Data shown:
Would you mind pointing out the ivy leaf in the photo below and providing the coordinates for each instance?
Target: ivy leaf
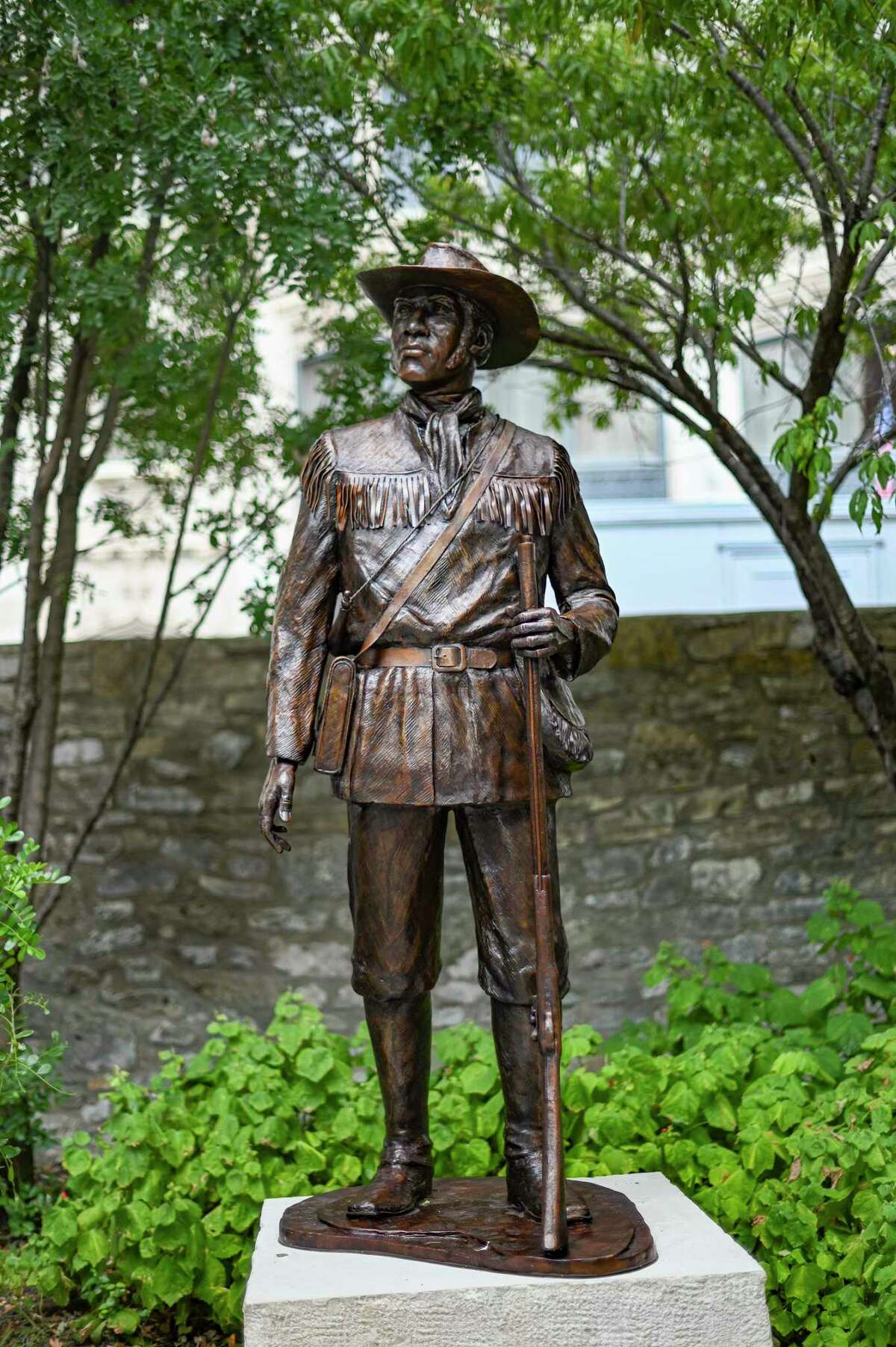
(93, 1246)
(314, 1063)
(170, 1280)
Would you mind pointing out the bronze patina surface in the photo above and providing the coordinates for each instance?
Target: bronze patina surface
(468, 1223)
(415, 656)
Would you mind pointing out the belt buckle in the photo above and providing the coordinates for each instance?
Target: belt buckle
(449, 658)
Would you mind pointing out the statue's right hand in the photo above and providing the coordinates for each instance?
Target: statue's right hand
(276, 800)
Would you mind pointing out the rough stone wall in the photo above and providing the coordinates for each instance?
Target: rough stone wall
(728, 787)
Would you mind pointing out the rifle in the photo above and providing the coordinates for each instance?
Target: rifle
(547, 1003)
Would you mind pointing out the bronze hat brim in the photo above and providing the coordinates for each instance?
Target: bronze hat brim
(514, 313)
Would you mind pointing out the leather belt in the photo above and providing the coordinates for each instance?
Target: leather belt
(449, 659)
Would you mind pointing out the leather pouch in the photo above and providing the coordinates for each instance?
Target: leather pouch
(335, 718)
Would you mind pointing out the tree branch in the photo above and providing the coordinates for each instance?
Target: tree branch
(791, 143)
(869, 164)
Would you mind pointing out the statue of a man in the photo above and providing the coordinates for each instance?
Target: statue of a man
(438, 718)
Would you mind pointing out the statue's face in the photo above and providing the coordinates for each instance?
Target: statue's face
(426, 329)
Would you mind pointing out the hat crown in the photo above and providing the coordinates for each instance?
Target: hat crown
(450, 256)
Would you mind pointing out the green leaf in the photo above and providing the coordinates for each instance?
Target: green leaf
(61, 1225)
(314, 1063)
(170, 1280)
(479, 1078)
(93, 1246)
(718, 1113)
(805, 1283)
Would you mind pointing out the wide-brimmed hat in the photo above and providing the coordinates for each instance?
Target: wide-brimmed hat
(450, 267)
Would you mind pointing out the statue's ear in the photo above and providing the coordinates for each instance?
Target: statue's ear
(482, 343)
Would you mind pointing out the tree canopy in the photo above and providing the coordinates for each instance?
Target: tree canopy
(675, 184)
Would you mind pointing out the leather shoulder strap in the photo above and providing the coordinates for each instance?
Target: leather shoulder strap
(422, 569)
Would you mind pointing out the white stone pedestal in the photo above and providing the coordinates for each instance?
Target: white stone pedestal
(703, 1291)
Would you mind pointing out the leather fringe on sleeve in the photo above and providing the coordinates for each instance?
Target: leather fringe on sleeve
(379, 500)
(317, 474)
(531, 504)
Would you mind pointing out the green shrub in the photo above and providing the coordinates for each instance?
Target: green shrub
(772, 1110)
(27, 1074)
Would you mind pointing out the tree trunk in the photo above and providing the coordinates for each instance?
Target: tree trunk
(35, 797)
(847, 648)
(16, 399)
(25, 702)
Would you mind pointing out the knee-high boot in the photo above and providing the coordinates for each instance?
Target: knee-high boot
(402, 1040)
(520, 1066)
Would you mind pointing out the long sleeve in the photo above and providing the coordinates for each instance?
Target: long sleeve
(306, 597)
(579, 582)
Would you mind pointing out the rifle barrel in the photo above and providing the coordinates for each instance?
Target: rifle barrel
(554, 1231)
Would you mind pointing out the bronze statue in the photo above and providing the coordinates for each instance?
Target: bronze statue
(403, 569)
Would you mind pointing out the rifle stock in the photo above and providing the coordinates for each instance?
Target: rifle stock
(547, 1003)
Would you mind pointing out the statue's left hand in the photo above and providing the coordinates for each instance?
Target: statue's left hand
(542, 632)
(276, 802)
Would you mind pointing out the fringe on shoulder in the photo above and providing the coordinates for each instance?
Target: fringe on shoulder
(376, 500)
(531, 504)
(317, 474)
(400, 500)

Task brief:
Print the full listing above line for line without changing a word, and leave out any pictures.

Solution for this problem:
Would you mind pointing out the ivy leaf in the photo below and providing the coordinates for each instance?
Target: ivy leaf
(93, 1246)
(314, 1063)
(170, 1280)
Would you mind pointing out the bronze patina surface in the photo above and providing the coordinates for each instance?
Target: bronze patina surface
(468, 1223)
(415, 656)
Would you mind pointing out the belt buckle in the photo above and providing the coordinates for each instance?
Target: belt buckle
(449, 658)
Would you mind pointing out the statue's right hand in the photo above and providing the coordinates for each instance?
Target: statue's right hand
(276, 800)
Would you mind pointing out the rough stone wall in the photo above and providing the coordinates for each instance?
Target: rough stone wall
(728, 787)
Would you mind pointing out the rifle in the photo above and providing the coordinates for each instance?
Target: rifle
(547, 1003)
Would you mind pointing out the bronze hat brim in the photo above and providing the coordinates for each instance?
Target: bronze hat brim
(514, 313)
Would you mind pointing out the leather belt in the photo above and providing the coordinates for each instance?
Target: leather belt
(449, 659)
Would you mind pointing out the leather pouch in the photo above and providing the coordinates for each instance?
Target: leather pouch
(335, 718)
Would you mind pointing out the tree branch in the photo above and providing the coordinates for each instance?
Target: tree branch
(791, 143)
(869, 164)
Would you mind pointing out the statue of a man in the photo above and providing the coordinates for each instance?
Target: statue of a man
(438, 718)
Would you mind pointing out the statue's face in the photo above and providing the coordinates for each instance?
Target: statue's face
(426, 329)
Would you mind pointing out the hat crown in the photo above and providing the coordinates for each instance?
Target: hat crown
(450, 256)
Would you mind pointing out the green leaf in the photo above and providing the coordinates for each instance?
Target: green leaf
(61, 1225)
(314, 1063)
(170, 1280)
(479, 1078)
(93, 1246)
(718, 1113)
(805, 1283)
Would you mind pointing out the wide-brimmed hat in the photo above and providing the coordinates for each instance?
Target: wide-brimmed hat
(450, 267)
Would you mind pointing out the statue's ear in the photo above and providing the coordinates for each instance?
Target: statue's ear
(482, 343)
Would you mind pointing out the tree canopy in the photo above and providing the coordinates for each instance?
Target: tree canopy
(675, 184)
Would you mind pointing out the leather shoulder strap in the photo above and providing the coordinates for each instance?
Target: leather shoulder strap
(422, 569)
Would you mind pointing out the white stone pedestal in the photo above and providing the coordinates for each instance?
Target: white stone pedestal
(703, 1291)
Would you mind pointing out the leather fringe on sleeve in the photo above and providing the coordinates for each instance?
Target: leather fringe on sleeve
(379, 500)
(317, 474)
(531, 504)
Would you mind pointing out the green shrub in the photo above and providing the coordinates for each instance?
Target: green shrub
(772, 1110)
(27, 1074)
Would you mind pointing out the tree trunk in the photo above and providing the coordinates for each instance?
Target: tree trunk
(35, 797)
(847, 648)
(16, 399)
(25, 702)
Would you mind pointing out the knee-high boot in the photo above and providing the coordinates for each instance?
Target: knee-high boot
(402, 1040)
(520, 1066)
Would you mind pointing out the long sleeve in the photo above and providing the coordinates for each instance?
Target: long sleeve
(306, 597)
(579, 582)
Would you mind pointing out the rifle barrel in the photo above and providing the coordinates for each instance?
Target: rifle barrel
(554, 1231)
Would you mind pointing out the bronze statue in the photo above and providing the coordinates for each instance?
Target: bronze statue
(403, 569)
Would you mind pointing out the rifle stock in the photo above and providing the coordinates for each instance?
Target: rifle stock
(547, 1003)
Would you mind pointing out the statue's left hand in the photo above and providing the coordinates for each instance?
Target: statue's left hand
(542, 632)
(276, 802)
Would you mind pointing out the fringe on shoulder in the photo above and providing the coordinates for each instance?
Target: fringe on shoulder
(376, 500)
(531, 504)
(317, 474)
(400, 500)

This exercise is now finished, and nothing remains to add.